### WRITTEN EXERCISE
Reproduce the complete listing without any deviation.

-- START OF GIVEN ENTRIES --

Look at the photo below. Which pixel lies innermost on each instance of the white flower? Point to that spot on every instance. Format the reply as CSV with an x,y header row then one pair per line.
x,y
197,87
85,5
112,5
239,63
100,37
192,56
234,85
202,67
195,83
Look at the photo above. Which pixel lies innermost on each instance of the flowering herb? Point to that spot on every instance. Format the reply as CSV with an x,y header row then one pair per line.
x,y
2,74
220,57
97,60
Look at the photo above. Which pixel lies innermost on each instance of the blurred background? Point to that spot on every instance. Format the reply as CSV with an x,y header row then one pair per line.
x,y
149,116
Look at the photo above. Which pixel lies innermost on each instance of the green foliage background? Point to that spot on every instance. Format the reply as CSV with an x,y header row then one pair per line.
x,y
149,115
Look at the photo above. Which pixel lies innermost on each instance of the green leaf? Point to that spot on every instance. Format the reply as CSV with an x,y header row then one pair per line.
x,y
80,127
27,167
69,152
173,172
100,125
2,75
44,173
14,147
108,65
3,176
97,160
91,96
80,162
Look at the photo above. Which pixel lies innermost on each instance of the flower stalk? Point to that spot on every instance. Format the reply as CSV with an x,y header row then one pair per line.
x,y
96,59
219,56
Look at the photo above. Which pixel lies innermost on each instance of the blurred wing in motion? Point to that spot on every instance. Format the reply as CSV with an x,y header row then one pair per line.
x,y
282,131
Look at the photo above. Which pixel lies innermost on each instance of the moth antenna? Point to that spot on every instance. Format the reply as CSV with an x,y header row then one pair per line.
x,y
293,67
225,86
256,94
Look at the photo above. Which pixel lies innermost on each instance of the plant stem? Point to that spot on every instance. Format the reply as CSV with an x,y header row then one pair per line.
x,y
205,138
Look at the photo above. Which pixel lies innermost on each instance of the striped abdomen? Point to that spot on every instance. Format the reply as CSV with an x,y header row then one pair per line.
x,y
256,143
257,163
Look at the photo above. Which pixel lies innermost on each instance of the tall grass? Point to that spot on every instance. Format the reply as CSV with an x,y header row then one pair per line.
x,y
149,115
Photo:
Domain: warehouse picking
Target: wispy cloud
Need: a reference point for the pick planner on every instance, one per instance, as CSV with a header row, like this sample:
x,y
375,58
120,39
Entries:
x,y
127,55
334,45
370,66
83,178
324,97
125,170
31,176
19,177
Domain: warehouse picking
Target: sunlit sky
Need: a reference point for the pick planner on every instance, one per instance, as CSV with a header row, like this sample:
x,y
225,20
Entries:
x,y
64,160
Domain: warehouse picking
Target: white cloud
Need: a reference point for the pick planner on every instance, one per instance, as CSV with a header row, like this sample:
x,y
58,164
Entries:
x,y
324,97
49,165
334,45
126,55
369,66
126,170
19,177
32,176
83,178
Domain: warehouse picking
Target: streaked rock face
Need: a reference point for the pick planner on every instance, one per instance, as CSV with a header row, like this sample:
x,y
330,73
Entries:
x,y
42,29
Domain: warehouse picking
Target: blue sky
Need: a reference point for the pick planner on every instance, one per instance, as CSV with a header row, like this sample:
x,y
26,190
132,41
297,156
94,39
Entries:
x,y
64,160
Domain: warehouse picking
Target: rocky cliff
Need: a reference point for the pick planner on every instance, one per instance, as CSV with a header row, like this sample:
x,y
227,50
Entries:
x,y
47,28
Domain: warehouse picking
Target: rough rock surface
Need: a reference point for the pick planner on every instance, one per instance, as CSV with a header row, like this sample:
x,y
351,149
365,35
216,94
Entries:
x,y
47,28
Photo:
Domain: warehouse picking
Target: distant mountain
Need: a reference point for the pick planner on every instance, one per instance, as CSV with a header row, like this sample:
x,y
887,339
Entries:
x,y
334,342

-- END OF GIVEN ENTRIES --

### SOLVED PROBLEM
Look at the photo below. Which pixel lies innermost on each instance of the white flower? Point to that spot on every instance. Format the reply as CSV with an x,y header row then one pair per line.
x,y
197,87
85,5
112,5
239,63
100,37
192,56
234,85
202,67
195,83
Look at the photo above. Which pixel lies innermost on each instance of the flowering herb? Point to that spot on every instance. Format the reply as CSV with an x,y header row then one pair per line.
x,y
2,74
220,57
97,60
Look at the photo above. Which pixel lies innermost on each instance of the blurred background? Point to that spot on every instance. Format the reply as CSV with an x,y header row then one pair per line.
x,y
149,116
Look at the photo above. Which pixel lies innermost on each instance of the green foliage background? Point to that spot on every instance. Format the reply as CSV with an x,y header row then one pair per line.
x,y
149,115
Look at the photo above. Which pixel lies innermost on each instance of the green leaf? Point to that spot on every instance. Format the reply as CSV with an x,y header row then one pair per line.
x,y
80,127
27,167
69,152
173,172
100,125
2,75
44,173
14,147
108,65
3,176
97,160
91,96
80,162
Look at the photo above. Which pixel lies innermost on each instance of the flower stalk? Point to that spot on every instance. Format the reply as CSV with an x,y header row then one pair per line.
x,y
96,59
219,56
Look at the photo above. Which pixel lies innermost on each instance of the blurred wing in motion? Point to that spot on every instance. Format the reply as CSV with an x,y header row then one pair per line.
x,y
282,131
Look at the photo above. Which pixel lies innermost on each instance of the moth antenna? Point to that spot on every instance. Format the reply as CSV with an x,y header row then one pair per line.
x,y
293,67
225,86
256,94
Look at the photo above. Which pixel lies innermost on each instance of the plant stem? Point to that spot on every instance. Format the reply as CSV with an x,y header row then one pair per line.
x,y
205,138
Look at the photo above. Which pixel lies innermost on each instance of the striped abdomen? Point to that spot on every instance. Format the reply as CSV with an x,y header row then one pair per line.
x,y
256,143
257,163
Look at the photo above. Which pixel lies innermost on each instance of the tall grass? Point to that spot on every instance. Format the reply as CSV with an x,y header row then one pair per line.
x,y
149,115
Photo:
Domain: warehouse picking
Target: wispy cloud
Need: a reference point for the pick planner on every instance, one per instance, as CSV with a header row, like this sample:
x,y
375,58
120,39
Entries:
x,y
127,55
334,45
370,66
83,178
324,97
125,170
31,176
19,177
Domain: warehouse picking
Target: sunlit sky
Need: a reference point for the pick planner on every instance, one per instance, as CSV with a header row, like this sample:
x,y
225,20
Entries:
x,y
64,160
Domain: warehouse picking
Target: white cloud
Need: a reference point for the pick planner on every instance, one per instance, as CSV with a header row, like this sample:
x,y
58,164
Entries:
x,y
324,97
49,165
334,45
126,55
369,66
126,170
19,177
32,176
83,178
Domain: warehouse picking
Target: streaked rock face
Need: a reference point for the pick planner on every instance, one per instance, as CSV with a header row, like this sample:
x,y
330,73
Entries:
x,y
42,29
Domain: warehouse picking
Target: blue sky
Need: a reference point for the pick planner on every instance, one per instance, as CSV with a header row, like this sample:
x,y
26,190
132,41
297,156
94,39
Entries:
x,y
64,160
Domain: warehouse picking
Target: rocky cliff
Need: a reference point for the pick planner on every instance, one per instance, as CSV with a header row, like this sample:
x,y
227,50
Entries:
x,y
47,28
Domain: warehouse picking
Target: rough rock surface
Need: a reference point for the pick planner on every instance, one per instance, as CSV with a header row, like this sample:
x,y
351,149
365,35
216,94
Entries:
x,y
47,28
Photo:
Domain: warehouse picking
Target: distant mountain
Need: a reference point for the pick planner on every instance, one per instance, as CSV with a header row, like this sample:
x,y
887,339
Entries:
x,y
334,342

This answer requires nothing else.